— begin Entries supplied —

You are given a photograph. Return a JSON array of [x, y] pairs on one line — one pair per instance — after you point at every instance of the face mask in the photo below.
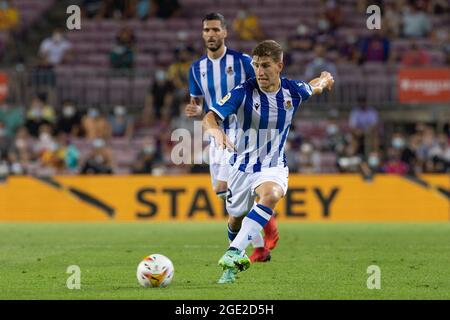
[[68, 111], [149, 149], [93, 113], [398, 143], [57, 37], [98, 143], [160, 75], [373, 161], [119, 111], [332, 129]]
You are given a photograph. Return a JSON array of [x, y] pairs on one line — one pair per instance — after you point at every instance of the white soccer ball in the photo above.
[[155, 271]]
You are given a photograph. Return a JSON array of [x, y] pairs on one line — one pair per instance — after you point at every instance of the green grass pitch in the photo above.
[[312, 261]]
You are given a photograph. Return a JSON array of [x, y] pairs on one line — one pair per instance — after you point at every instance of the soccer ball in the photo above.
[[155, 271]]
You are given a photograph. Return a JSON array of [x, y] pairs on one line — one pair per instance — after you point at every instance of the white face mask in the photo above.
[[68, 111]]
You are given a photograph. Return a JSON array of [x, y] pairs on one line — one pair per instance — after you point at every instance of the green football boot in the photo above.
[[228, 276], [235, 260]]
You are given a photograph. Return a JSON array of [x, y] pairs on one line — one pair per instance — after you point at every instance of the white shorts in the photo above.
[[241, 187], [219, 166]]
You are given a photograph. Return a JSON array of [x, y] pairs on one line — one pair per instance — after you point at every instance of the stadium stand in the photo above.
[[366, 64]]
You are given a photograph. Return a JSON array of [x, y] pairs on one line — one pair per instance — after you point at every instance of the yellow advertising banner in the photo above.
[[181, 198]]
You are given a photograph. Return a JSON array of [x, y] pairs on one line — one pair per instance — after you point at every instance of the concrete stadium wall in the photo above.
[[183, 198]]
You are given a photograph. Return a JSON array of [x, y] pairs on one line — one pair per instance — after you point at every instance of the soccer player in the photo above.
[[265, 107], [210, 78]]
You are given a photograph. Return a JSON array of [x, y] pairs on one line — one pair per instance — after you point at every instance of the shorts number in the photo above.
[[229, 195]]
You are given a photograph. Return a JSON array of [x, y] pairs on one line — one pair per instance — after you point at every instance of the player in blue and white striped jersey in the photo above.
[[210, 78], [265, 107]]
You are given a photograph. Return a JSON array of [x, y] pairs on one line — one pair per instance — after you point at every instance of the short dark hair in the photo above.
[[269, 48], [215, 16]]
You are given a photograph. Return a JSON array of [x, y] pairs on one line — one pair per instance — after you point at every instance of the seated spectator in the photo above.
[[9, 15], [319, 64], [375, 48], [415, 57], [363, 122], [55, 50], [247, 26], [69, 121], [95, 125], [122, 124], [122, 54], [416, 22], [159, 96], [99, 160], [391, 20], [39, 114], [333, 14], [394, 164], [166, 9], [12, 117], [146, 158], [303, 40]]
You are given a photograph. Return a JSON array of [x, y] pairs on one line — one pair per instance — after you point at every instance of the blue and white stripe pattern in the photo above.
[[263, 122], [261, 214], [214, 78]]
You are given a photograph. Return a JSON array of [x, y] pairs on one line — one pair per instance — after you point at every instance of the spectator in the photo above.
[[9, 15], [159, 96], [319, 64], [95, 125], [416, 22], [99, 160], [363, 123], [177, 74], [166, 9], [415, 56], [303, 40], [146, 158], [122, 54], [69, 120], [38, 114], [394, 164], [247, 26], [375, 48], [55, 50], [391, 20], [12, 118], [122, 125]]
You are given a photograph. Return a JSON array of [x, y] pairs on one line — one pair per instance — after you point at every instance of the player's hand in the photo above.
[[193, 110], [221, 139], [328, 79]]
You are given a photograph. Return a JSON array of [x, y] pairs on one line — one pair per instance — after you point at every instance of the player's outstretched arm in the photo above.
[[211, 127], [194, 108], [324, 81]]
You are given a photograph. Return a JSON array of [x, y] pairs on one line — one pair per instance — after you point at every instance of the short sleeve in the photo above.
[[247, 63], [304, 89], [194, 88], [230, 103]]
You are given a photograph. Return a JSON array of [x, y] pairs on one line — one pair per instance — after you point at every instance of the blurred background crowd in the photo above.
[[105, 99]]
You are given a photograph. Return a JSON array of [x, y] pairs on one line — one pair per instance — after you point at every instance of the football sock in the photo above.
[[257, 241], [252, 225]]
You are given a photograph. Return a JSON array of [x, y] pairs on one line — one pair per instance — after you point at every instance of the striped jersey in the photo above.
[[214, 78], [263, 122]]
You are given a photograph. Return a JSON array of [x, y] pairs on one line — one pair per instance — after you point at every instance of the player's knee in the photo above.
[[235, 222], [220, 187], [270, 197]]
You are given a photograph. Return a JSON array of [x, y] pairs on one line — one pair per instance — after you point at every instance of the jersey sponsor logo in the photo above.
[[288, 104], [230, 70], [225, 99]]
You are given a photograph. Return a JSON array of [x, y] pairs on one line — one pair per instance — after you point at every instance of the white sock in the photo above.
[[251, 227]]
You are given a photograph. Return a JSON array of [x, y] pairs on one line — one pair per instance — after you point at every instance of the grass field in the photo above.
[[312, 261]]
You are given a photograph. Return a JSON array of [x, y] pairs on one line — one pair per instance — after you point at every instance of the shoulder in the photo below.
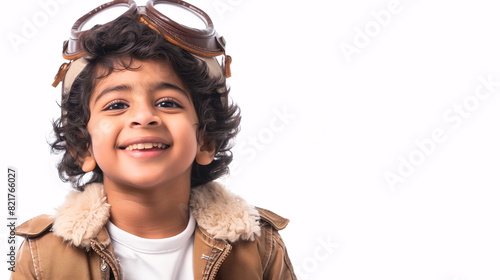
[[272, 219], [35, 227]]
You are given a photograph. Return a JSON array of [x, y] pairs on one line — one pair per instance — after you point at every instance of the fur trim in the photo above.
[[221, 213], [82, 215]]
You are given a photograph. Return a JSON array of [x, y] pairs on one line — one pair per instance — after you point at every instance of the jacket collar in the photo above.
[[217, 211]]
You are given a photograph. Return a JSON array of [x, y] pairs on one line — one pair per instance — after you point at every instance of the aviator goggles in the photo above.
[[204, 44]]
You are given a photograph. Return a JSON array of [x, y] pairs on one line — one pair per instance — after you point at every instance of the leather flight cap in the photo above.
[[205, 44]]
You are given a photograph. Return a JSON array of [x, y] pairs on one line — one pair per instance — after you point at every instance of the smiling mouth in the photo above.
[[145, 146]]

— end Entries supplied —

Put every line of the rows above, from the one containing "mask in the photo above." down to the one containing "[[210, 78], [265, 107]]", both included, into a JSON list of strings with one string per line. Leave out blank lines.

[
  "You are given a photograph. Return a JSON array of [x, y] pairs on one line — one pair per instance — after you point at every instance of the white face mask in the photo above.",
  "[[68, 111]]",
  "You are given a photograph. Return a JSON array of [x, y] pairs on one line — one pair per instance — after you point at every instance of the green football boot in the photo above.",
  "[[228, 276], [235, 260]]",
  "You are given a photograph. Return a JSON array of [x, y] pairs on one line — one pair per instance — after you point at every instance of the white shorts in the photo above.",
  "[[241, 187], [219, 166]]",
  "You are given a photograph. Return a JSON array of [x, y] pairs on one line — one pair per instance — after you point at every instance of the stadium stand in the photo above.",
  "[[366, 64]]",
  "You are given a photograph. Return a JSON array of [x, y] pairs on one line — one pair per instance — after you point at every instance of the yellow advertising banner in the photo above.",
  "[[181, 198]]",
  "You are given a photograph. Return a JSON array of [x, y] pairs on one line — one pair per instance — after you point at every instance of the concrete stadium wall in the photo above.",
  "[[183, 198]]",
  "You are given a photograph. Return a JSON array of [x, y] pairs on one line — one pair per instance — after you point at every instance of the soccer player in the photo above.",
  "[[265, 107], [210, 78]]",
  "You are given a photograph. Return a JSON array of [x, y] pairs on one line — one pair per instance — after you point at every instance of the shorts number in the photo above.",
  "[[229, 195]]",
  "You are given a photograph. Return a JSON array of [x, y] pairs on one line — one pair per instance — after you point at every instance of the player in blue and white striped jersey in the photo above.",
  "[[210, 78], [265, 107]]"
]